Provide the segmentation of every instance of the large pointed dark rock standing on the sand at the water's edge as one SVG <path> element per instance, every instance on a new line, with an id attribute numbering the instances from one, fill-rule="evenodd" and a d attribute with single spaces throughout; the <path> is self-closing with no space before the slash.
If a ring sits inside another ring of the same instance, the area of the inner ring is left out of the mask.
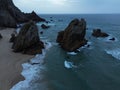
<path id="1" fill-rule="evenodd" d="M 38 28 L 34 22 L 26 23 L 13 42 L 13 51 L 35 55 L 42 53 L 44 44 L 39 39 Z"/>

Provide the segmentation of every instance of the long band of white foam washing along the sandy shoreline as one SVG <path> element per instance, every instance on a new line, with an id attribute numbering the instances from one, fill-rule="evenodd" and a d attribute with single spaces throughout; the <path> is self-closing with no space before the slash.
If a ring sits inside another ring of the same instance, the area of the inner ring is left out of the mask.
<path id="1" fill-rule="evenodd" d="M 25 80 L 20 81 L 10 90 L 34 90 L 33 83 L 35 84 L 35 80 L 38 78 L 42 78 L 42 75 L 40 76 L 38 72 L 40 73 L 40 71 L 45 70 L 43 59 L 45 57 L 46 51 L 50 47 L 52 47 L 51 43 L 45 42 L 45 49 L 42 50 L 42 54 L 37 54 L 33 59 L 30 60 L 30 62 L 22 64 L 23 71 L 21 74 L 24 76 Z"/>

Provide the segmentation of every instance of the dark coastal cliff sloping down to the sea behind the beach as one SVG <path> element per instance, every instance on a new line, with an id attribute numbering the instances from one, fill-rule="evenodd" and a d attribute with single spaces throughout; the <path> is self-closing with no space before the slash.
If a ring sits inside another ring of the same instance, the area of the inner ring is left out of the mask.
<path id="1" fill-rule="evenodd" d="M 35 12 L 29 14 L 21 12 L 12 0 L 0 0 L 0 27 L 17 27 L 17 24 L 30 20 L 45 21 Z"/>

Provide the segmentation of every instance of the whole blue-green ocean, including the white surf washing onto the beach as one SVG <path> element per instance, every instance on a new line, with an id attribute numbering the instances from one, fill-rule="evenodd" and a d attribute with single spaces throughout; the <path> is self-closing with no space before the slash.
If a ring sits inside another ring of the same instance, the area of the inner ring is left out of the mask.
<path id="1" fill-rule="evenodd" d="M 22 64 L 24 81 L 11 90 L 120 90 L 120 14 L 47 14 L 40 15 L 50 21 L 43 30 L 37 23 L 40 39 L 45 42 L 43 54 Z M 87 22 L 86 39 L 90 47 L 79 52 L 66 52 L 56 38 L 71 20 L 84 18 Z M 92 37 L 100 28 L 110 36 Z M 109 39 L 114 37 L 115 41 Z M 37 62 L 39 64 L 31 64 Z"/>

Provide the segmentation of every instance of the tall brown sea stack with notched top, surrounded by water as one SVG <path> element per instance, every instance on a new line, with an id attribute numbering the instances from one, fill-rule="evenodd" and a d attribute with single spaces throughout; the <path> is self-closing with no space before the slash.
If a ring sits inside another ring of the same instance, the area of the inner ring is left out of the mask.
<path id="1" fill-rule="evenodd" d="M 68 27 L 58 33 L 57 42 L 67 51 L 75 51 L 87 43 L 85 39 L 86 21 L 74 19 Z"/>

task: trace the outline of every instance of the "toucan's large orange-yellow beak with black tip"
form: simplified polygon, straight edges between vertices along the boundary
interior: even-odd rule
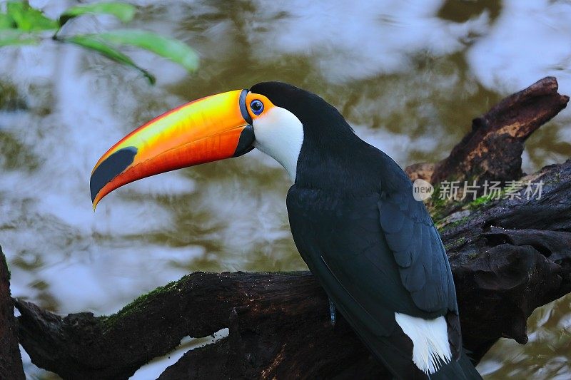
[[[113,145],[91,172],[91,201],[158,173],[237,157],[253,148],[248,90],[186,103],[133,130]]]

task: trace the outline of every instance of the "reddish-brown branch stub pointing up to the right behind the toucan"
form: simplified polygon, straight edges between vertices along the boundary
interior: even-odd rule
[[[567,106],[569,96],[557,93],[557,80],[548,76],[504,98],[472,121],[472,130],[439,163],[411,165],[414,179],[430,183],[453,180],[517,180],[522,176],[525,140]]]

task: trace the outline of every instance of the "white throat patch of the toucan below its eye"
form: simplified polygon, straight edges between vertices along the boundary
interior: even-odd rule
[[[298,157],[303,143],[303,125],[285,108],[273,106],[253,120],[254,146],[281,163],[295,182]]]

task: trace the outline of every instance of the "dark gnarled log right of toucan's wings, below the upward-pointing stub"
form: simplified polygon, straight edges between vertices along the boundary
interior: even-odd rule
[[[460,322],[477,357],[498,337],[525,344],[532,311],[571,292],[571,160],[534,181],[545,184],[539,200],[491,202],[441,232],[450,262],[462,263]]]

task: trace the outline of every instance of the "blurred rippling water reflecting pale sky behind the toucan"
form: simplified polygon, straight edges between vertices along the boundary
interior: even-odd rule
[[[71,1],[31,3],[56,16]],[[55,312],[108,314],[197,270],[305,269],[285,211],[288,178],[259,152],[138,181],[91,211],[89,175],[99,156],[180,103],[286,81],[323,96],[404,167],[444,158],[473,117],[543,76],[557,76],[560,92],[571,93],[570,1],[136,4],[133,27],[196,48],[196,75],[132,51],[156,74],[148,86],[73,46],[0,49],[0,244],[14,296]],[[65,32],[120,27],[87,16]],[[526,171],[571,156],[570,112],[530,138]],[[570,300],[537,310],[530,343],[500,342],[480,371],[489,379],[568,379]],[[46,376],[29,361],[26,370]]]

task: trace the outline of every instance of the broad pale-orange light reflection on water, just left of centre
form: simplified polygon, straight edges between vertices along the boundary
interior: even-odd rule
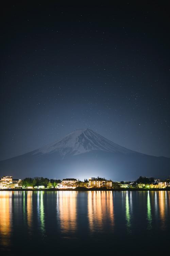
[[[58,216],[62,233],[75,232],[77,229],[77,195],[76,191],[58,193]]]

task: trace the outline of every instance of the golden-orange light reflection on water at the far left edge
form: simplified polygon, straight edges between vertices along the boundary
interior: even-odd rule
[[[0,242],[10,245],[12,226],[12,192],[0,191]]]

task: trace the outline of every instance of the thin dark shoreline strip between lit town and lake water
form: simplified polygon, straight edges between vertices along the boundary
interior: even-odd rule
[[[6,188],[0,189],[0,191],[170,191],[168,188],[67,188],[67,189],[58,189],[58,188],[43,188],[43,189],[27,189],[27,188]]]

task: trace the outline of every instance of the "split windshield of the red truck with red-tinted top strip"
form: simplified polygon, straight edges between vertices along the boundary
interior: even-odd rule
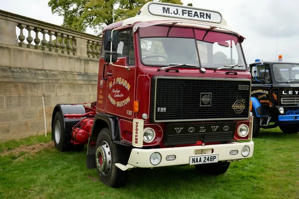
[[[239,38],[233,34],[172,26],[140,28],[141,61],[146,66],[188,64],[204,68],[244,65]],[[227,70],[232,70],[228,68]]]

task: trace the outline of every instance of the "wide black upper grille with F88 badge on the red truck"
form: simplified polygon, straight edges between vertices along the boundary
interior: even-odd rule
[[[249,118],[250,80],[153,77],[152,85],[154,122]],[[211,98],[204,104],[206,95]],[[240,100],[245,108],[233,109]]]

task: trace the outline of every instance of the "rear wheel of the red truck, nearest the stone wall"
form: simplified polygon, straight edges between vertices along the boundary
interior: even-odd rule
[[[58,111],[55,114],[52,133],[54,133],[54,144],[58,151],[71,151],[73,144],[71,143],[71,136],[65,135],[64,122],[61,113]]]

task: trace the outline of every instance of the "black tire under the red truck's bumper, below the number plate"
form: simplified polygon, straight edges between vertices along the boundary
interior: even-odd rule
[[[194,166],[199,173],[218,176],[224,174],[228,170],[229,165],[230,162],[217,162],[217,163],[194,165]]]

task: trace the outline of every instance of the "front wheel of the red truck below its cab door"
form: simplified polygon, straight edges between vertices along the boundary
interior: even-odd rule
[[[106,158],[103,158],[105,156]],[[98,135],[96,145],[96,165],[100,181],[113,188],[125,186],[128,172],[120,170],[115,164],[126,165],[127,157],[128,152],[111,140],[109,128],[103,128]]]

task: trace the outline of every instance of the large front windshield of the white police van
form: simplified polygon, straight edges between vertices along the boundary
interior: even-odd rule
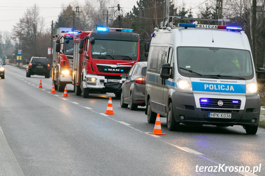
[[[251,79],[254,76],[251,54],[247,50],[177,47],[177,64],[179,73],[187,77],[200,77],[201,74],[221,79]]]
--
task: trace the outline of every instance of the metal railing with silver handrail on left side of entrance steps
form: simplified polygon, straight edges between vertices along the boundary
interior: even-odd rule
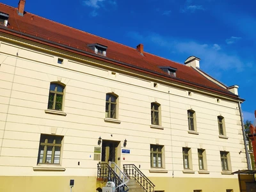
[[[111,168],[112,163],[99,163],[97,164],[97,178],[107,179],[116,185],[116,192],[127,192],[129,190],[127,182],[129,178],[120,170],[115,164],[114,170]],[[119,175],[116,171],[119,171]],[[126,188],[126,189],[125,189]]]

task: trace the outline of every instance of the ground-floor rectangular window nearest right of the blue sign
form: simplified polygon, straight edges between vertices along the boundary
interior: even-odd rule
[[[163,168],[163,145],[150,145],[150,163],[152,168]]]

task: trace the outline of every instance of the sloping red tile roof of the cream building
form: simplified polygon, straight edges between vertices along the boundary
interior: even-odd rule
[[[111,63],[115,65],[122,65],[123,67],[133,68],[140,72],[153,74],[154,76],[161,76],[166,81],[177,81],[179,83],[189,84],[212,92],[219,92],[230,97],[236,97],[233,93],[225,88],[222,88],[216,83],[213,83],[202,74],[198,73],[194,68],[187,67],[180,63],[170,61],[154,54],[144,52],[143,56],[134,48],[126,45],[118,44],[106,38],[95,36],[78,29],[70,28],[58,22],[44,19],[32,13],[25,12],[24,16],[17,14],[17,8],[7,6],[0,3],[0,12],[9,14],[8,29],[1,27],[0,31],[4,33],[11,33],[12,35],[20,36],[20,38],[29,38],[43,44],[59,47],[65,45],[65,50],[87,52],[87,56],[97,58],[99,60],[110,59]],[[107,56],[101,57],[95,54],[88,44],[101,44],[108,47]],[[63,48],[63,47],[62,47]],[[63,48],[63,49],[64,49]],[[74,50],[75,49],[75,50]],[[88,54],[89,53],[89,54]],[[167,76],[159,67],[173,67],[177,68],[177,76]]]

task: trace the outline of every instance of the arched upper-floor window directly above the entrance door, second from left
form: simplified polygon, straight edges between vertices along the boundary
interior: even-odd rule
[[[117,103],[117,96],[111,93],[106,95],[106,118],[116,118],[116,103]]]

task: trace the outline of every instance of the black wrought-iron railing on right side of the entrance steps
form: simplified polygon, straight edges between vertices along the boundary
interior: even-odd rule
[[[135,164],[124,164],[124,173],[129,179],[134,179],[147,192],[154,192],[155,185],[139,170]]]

**Exercise description**: Only lines that include "wheel" belong in the answer; return them from the entries above.

**Answer to the exercise**:
task: trace the outline of every instance of the "rear wheel of the red truck, nearest the stone wall"
task: trace the outline of every instance of the "front wheel of the red truck below its cab door"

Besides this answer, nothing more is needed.